INSTRUCTIONS FOR THE TASK: Could you retype the whole listing, word for word?
━━━━━ RECORDS FOR THIS TASK
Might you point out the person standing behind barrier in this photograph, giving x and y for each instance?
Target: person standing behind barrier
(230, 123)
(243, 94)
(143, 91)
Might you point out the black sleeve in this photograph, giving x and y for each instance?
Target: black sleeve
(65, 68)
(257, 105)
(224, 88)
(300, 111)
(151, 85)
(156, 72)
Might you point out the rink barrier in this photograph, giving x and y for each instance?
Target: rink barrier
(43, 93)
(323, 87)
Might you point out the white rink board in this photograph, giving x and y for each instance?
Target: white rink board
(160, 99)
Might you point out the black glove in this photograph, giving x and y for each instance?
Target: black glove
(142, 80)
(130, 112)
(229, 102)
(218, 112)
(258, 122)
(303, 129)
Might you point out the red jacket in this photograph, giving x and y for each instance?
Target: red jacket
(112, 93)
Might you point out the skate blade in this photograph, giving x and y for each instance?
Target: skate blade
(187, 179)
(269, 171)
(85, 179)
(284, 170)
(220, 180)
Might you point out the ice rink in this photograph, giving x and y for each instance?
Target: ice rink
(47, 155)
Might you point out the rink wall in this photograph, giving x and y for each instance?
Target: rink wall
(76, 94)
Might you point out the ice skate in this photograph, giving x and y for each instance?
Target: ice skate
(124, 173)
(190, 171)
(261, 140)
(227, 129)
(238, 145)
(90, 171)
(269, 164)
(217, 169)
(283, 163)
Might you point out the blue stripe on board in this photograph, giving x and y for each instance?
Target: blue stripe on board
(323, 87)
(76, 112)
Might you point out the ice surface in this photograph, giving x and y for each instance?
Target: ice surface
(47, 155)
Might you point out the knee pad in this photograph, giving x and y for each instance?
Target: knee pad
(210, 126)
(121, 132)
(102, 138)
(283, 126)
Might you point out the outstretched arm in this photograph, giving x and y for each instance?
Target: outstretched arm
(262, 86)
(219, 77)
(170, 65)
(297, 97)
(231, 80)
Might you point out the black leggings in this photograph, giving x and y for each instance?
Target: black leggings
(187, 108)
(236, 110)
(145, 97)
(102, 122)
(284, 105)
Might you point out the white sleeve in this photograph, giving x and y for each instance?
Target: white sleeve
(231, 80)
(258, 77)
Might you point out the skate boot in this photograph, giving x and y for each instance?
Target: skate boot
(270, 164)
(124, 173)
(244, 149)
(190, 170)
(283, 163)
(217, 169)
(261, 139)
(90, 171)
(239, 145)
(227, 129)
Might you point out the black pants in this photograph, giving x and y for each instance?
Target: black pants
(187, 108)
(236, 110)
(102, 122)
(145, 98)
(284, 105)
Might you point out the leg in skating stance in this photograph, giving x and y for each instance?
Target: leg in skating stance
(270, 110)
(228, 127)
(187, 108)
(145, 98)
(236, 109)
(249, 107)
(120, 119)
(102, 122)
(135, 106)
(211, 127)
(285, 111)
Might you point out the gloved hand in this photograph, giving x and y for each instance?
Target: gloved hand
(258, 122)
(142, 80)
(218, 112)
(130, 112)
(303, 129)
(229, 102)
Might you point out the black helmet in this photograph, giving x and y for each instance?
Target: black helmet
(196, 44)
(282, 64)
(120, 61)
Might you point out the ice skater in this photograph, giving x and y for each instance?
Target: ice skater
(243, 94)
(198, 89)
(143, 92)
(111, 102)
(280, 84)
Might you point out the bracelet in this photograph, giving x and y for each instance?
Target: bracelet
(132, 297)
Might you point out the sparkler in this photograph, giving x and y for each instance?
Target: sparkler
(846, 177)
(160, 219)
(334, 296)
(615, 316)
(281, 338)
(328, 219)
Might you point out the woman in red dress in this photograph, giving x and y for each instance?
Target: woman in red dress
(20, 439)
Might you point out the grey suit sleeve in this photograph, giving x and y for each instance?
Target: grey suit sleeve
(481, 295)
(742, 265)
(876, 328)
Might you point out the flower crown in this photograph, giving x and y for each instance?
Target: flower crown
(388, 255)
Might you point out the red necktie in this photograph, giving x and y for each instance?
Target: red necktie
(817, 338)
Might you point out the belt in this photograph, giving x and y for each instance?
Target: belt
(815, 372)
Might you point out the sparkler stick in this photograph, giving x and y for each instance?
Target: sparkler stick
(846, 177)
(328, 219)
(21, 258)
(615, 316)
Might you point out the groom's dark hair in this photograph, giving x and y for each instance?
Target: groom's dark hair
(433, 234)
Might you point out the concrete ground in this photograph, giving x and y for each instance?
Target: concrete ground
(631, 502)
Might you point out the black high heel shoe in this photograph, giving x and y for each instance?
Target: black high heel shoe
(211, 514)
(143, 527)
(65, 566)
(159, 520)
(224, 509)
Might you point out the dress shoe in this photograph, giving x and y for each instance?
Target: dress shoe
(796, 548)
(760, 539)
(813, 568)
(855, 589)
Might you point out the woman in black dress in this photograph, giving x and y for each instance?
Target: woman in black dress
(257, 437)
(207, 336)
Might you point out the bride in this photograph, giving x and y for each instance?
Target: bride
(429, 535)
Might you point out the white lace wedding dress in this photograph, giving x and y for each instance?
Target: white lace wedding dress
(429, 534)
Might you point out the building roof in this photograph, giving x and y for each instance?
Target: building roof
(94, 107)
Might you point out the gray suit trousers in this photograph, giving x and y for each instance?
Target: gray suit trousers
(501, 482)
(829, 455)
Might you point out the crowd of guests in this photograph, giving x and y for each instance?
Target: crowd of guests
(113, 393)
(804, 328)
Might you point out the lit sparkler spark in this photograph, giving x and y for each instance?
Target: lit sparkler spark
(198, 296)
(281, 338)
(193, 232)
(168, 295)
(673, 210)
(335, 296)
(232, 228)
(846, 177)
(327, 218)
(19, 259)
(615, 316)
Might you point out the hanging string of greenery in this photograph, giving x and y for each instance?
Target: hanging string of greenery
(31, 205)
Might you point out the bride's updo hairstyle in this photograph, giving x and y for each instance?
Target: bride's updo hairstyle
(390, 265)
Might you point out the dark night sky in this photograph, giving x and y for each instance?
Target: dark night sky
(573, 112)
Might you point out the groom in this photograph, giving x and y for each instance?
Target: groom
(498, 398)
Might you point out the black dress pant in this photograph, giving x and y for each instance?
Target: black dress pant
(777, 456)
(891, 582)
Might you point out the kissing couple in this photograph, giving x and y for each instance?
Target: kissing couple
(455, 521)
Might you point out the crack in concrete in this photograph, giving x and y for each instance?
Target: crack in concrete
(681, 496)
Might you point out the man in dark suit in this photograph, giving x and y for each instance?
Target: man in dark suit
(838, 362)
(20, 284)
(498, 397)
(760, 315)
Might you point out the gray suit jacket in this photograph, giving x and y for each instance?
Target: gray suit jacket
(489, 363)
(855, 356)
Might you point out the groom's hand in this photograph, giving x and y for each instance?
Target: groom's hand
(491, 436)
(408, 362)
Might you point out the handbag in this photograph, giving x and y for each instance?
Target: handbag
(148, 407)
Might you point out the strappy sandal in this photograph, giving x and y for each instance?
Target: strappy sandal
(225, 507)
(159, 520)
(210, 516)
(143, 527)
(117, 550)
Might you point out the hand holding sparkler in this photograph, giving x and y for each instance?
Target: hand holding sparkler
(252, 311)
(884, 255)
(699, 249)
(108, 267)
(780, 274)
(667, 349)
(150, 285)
━━━━━━━━━━
SOLVED EXERCISE:
Might you point out the person standing behind barrier in this photograph, giving x and y for each instance?
Target: person standing behind barrier
(230, 123)
(243, 94)
(143, 91)
Might you point out the black sleeve in this photograph, giving x and y for each instance?
Target: black sleeve
(65, 68)
(257, 105)
(224, 88)
(300, 111)
(151, 85)
(156, 72)
Might you point out the rink barrier in this photograph, giving x and y for each instance?
Target: rink barrier
(43, 93)
(323, 87)
Might you point out the white rink board in this photograph, giving x and y for each instance?
Target: white rink board
(160, 99)
Might you point out the black glove in this photograph, giving x and y for each instance?
Target: black glove
(142, 80)
(130, 112)
(229, 102)
(218, 112)
(258, 122)
(303, 129)
Might you point out the red jacket in this photograph, giving x and y for each instance?
Target: red jacket
(112, 93)
Might you point out the skate blade in this photograph, giving x and y for each instance?
Target: skate blade
(187, 179)
(269, 171)
(85, 179)
(284, 170)
(220, 180)
Might you point out the ice rink in this photograph, giving x and y for each instance?
Target: ice rink
(47, 155)
Might you point out the rink wall in this photograph, giving x and y for each instance?
Target: rink wall
(76, 94)
Might you point out the ice skate in this photograph, giving x and y for each instance?
Target: ice skate
(124, 173)
(190, 171)
(261, 140)
(227, 129)
(238, 145)
(90, 171)
(269, 164)
(217, 169)
(283, 163)
Might you point out the blue stripe on board in this photograph, giving x and y for each instance?
Target: blue stripe on board
(323, 87)
(76, 112)
Might you point out the ice surface in this photograph, giving x and y for each instance?
Target: ice surface
(47, 155)
Might you point out the knee pad in this photograph, giving x and y for each instance?
Target: knee pad
(210, 126)
(121, 132)
(102, 138)
(283, 126)
Might you point out the outstretched arm in this photograph, giving x and y for each instance?
Target: outstretched arm
(262, 86)
(219, 77)
(170, 65)
(297, 97)
(231, 80)
Might you point out the black leggings in this photograph, giving x and y for each instance?
Target: black leggings
(187, 108)
(236, 110)
(145, 97)
(102, 122)
(284, 105)
Might you point out the white sleeve in this photograph, giving x and y for each instance?
Target: white sleeve
(231, 80)
(258, 77)
Might you point out the skate boot in this photograph, giving x and y for each instance?
Target: skate boot
(270, 164)
(124, 173)
(244, 149)
(190, 170)
(283, 163)
(217, 169)
(261, 139)
(90, 171)
(239, 145)
(227, 129)
Might you point out the black pants in this photograph, giving x and y for each instance?
Target: black pants
(187, 108)
(236, 110)
(102, 122)
(145, 98)
(284, 105)
Might you point out the leg in skating stance in this photograph, giving x and y for each instance?
Target: leg in skating stance
(270, 110)
(228, 127)
(187, 108)
(145, 98)
(236, 109)
(249, 107)
(120, 119)
(102, 122)
(135, 106)
(211, 127)
(285, 111)
Might you point out the gloved hand in this photograph, giving x and y for each instance?
Target: gloved hand
(258, 122)
(142, 80)
(218, 112)
(130, 112)
(303, 129)
(229, 102)
Might you point out the black helmet in this photograph, giving x and y for each instance?
Target: black helmet
(196, 44)
(282, 64)
(120, 61)
Might you point out the ice skater in this photograph, giving x and y for each instance?
Target: ice skater
(243, 94)
(198, 89)
(143, 92)
(111, 102)
(280, 84)
Might you point out the bracelet in this photograph, giving x and y for each instance?
Target: bracelet
(132, 297)
Might you point out the sparkler in this photograph, giving x and y for each instance?
Target: sparkler
(846, 177)
(160, 219)
(334, 296)
(615, 316)
(281, 338)
(328, 219)
Might you point out the woman in red dress in this photograph, giving x and y for each instance?
Target: woman in red dress
(20, 439)
Might you point out the grey suit sleeve in this photograph, giving x and y for each instance?
Target: grey suit sleeve
(481, 295)
(742, 265)
(876, 328)
Might you point out the flower crown in this photograph, giving x and y for each instance?
Target: flower crown
(388, 255)
Might you point out the red necktie in this photograph, giving x and y for each instance?
Target: red necktie
(817, 338)
Might you point out the belt in this photograph, giving x and y for each instance?
Target: belt
(815, 372)
Might you point out the sparkler stick in this photograph, giving x and y for each instance?
Target: sparkler stick
(846, 177)
(328, 219)
(21, 258)
(615, 316)
Might you point out the groom's dark hair in this photograph, giving x and y for each instance?
Target: groom's dark hair
(433, 234)
Might you point out the concrete ground in this photograph, giving x and y for each instance?
Target: concrete ground
(631, 502)
Might you point out the black high heel shoe in this photograph, giving x and y for each instance?
Target: black high heel shoe
(211, 514)
(143, 527)
(65, 566)
(159, 520)
(224, 509)
Might you point out the dress shoe in this photograph, giving x and y for each instance?
Target: dress shoe
(796, 548)
(760, 539)
(813, 568)
(855, 589)
Might you point out the woman in black dress in this photograph, giving x and y for each instance?
Target: woman in black dress
(257, 437)
(207, 336)
Might you point out the bride in this photograph, giving x and y for each instance?
Target: bride
(429, 535)
Might you point out the white lace wedding dress in this photograph, giving x and y for each instance?
Target: white lace wedding dress
(429, 534)
Might you point out the building roof in this photograph, giving x and y for each instance?
Target: building roof
(94, 107)
Might you point out the gray suit trousers in this photograph, giving x and y for each instance?
Target: gray suit trousers
(501, 482)
(829, 455)
Might you point out the crowd of guests in this photograph, giving x and y for each instance?
Target: crowd of guests
(113, 393)
(804, 328)
Might you point out the lit sparkler spark in this photograph, giving x and y for each instance?
Target: lit sparkler spark
(198, 296)
(281, 338)
(193, 232)
(168, 295)
(673, 210)
(335, 296)
(232, 228)
(846, 177)
(327, 218)
(19, 259)
(615, 316)
Might you point out the hanging string of greenery in this photograph, giving x and y for each instance?
Target: hanging string of greenery
(31, 205)
Might you point out the bride's updo hairstyle in this photograph, giving x and y for each instance?
Target: bride's updo hairstyle
(390, 265)
Might you point out the dark night sky in this photograph, giving x and y for each instance?
Target: dark night sky
(573, 112)
Might you point out the groom in this photograph, giving x and y for each instance?
Target: groom
(498, 398)
Might you point out the black dress pant in this photograph, giving x and y for each instance?
Target: black dress pant
(777, 456)
(891, 582)
Might you point out the kissing couple in this photograph, giving x and y for each instance?
Target: kissing couple
(455, 521)
Might you point out the crack in concrete in this photograph, giving x and y for each instance?
Target: crack in concrete
(681, 496)
Might you point out the man in dark suit in this photograph, giving x and y for each instance?
Target: man in dark suit
(838, 362)
(20, 284)
(498, 397)
(760, 315)
Might you point out the gray suit jacket in this photograph, giving x and y for each instance?
Target: gray suit jacket
(489, 363)
(855, 356)
Might you point out the groom's hand in this photograph, giving x and y for each instance?
Target: groom's hand
(491, 436)
(408, 362)
Might you point out the handbag in this photograph, giving x and y for each instance?
Target: handbag
(148, 407)
Might you point out the strappy sandal in this photograph, giving x and y for each instance?
Target: strappy sandal
(225, 507)
(159, 520)
(210, 516)
(143, 527)
(117, 550)
Might you point out the hand holding sparkler in this photograph, giving x and y for each instance?
Target: hand holding sparkler
(252, 311)
(884, 255)
(699, 249)
(108, 267)
(780, 274)
(667, 349)
(150, 285)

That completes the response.